The artists enjoyed painting and it kept them so busy it disrupted the system of work in the settlement. The manager of community said, ‘my fella’s should be chopping wood not painting with Geoff, the firewood was not on the veranda when it should have been’. The conflict created a mess. Something that was gratifying became a political battle.

Geoffrey Bardon’s efforts were sabotaged. People tried to exploit the local native artists by offering cheap prices for their work to then sell them for higher profit, so the bureaucratic native administrators came to the rescue. This caused the regular fortnightly payments to the settlement residents to be delayed for six weeks.

All the artists who did such good work were not paid the full sale price or paid in a timely manner. The artists were charged costs out of the sell price for the paint and other equipment they used. There were questions about the gravy train material costs and administration of the artists money. The painters did not like not being paid properly for what was irrefutably theirs to sell and expressed anger at the betrayal shown by the whitefella authorities. At a meeting in mid-1972 the painters sat on the ground and chanted ‘money, money, money’. This hurt Geoffrey Bardon deeply as he saw the local natives who were theoretically being raised up and restored again were being stepped on and crushed back into the earth by ‘Aboriginal Race’ bureaucracy.    

No regular pay made life very difficult for these artists, and they stopped producing artwork until they got their money. The pressure mounted on Geoffrey Bardon who had no friends to fall back on in the government blackfella administrate world. The situation was dicey and complicated, and he wore himself out trying to solve it. He ended up feeling paralysed and fragmented. A decision needed to be made and the status quo upset before things could move forward. He felt the situation was done and no amount of fighting, complaining, or scheming would change it.

Accused of drinking too much to denounce him Geoffrey Bardon felt pretty wrecked and psychologically broke.  After spending a couple of days lying down he realised the situation was beyond repair and the best thing he could do was leave. He had to go. Time to close the book, pull the swords out of his back, recover and move on. He took his valuables, that being his radio, coat, and boning knife and swapped them for paintings. He bought some paintings and loaded up his van and drove out of Papunya in a rage.
----------
**Work instructions**
1 > In the account of Geoffrey Bardon at Papunya, what did the painters chant at the meeting in mid-1972?
2 > Resume the account of Geoffrey Bardon at Papunya, picking up right after its final sentence.
The listing that comes next has no connection to the account of Geoffrey Bardon at Papunya.
----------
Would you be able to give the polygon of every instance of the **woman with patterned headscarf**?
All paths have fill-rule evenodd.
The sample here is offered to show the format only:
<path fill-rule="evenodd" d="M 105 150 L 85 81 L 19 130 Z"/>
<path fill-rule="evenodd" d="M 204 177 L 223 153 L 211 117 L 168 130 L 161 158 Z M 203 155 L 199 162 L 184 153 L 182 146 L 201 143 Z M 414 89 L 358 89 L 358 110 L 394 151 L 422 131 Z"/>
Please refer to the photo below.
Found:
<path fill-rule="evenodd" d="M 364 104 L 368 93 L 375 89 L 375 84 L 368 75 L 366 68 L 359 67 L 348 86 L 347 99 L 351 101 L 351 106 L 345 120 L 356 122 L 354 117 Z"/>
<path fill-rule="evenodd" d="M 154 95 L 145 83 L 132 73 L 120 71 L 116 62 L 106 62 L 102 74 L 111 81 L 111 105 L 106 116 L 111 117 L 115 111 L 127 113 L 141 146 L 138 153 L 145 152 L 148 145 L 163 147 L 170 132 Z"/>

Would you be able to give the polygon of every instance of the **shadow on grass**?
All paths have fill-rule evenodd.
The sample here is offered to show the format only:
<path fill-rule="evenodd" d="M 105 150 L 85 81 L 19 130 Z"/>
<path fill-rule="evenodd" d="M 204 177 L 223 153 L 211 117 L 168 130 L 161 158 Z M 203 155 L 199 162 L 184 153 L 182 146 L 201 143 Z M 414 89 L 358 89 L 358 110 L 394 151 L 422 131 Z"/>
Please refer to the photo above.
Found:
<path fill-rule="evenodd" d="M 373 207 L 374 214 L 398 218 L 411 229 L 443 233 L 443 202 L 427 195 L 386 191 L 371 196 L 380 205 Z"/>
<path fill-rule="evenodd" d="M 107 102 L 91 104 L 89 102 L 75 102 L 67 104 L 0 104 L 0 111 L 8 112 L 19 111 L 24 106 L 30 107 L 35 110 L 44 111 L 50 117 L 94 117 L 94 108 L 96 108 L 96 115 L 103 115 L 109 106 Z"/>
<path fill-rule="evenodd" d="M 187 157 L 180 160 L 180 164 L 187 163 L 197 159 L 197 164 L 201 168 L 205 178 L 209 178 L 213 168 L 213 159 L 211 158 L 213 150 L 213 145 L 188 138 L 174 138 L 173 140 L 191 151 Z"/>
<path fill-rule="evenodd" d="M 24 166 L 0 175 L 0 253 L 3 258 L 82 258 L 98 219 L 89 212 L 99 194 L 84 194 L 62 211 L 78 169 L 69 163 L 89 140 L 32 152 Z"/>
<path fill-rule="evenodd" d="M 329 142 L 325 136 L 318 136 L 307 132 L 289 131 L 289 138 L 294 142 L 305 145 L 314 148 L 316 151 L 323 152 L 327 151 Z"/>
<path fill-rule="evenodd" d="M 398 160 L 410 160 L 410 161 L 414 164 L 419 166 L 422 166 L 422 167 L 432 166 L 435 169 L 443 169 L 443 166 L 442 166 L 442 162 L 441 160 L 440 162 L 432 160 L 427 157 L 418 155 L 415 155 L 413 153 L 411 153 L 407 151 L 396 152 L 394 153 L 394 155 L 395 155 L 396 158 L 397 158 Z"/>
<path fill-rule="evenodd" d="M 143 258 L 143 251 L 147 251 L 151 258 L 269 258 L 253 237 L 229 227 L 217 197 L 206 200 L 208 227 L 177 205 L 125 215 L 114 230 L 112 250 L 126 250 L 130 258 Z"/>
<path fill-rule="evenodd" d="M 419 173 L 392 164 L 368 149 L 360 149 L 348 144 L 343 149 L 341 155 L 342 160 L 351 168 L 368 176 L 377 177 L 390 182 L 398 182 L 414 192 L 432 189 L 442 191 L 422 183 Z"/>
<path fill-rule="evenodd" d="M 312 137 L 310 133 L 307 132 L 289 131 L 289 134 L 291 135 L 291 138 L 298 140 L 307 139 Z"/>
----------
**Written responses**
1 > They chanted "money, money, money."

2 >
Geoffrey Bardon was so angry. He was so upset. He was so very sick. He had suffered a nervous breakdown and back in Sydney he was admitted to the notorious Chelmsford Private Hospital in Pennant Hills for Deep Sleep Therapy. His treatment included some electro-convulsive therapy which left him with permanent damage. Physically incapacitated for the rest of his life.   

A truth then, and now, is that within the ‘Aboriginal Race’ administration authorities an attitude is snuggled to ensure that the Australian local native genealogy is amplified as a living museum artifact and not part of a natural developing world.

An attitude designed to exploit history and resist any kind of substantive positive and lasting change for a certain selection of the Australian population. There is no desire for Australian mixed genealogy to be considered as mainstream humanness like English or European or Asian or African.

To pretend colonizers tried to make the ‘Aboriginal Race’ extinct by breeding them out goes against the grain of natural human copulation and reproduction.

No one pure thoroughbred of human species lives on planet earth.

Race is a social construct not a biological fact.

First nations people of the ‘Aboriginal Race’ today are not the same genealogy as “those who arrived here first” as no one knows who did arrive here first and from where they came from or what they looked like, or if they stayed or died out.

Proud to be a born and breed ‘Aussie’ just the same as all other born and breed Australians, warts, and all.

So Jedda, and Ngarra, what is your disability under the social model of disability? We are part of the ‘Aboriginal Race’ sir!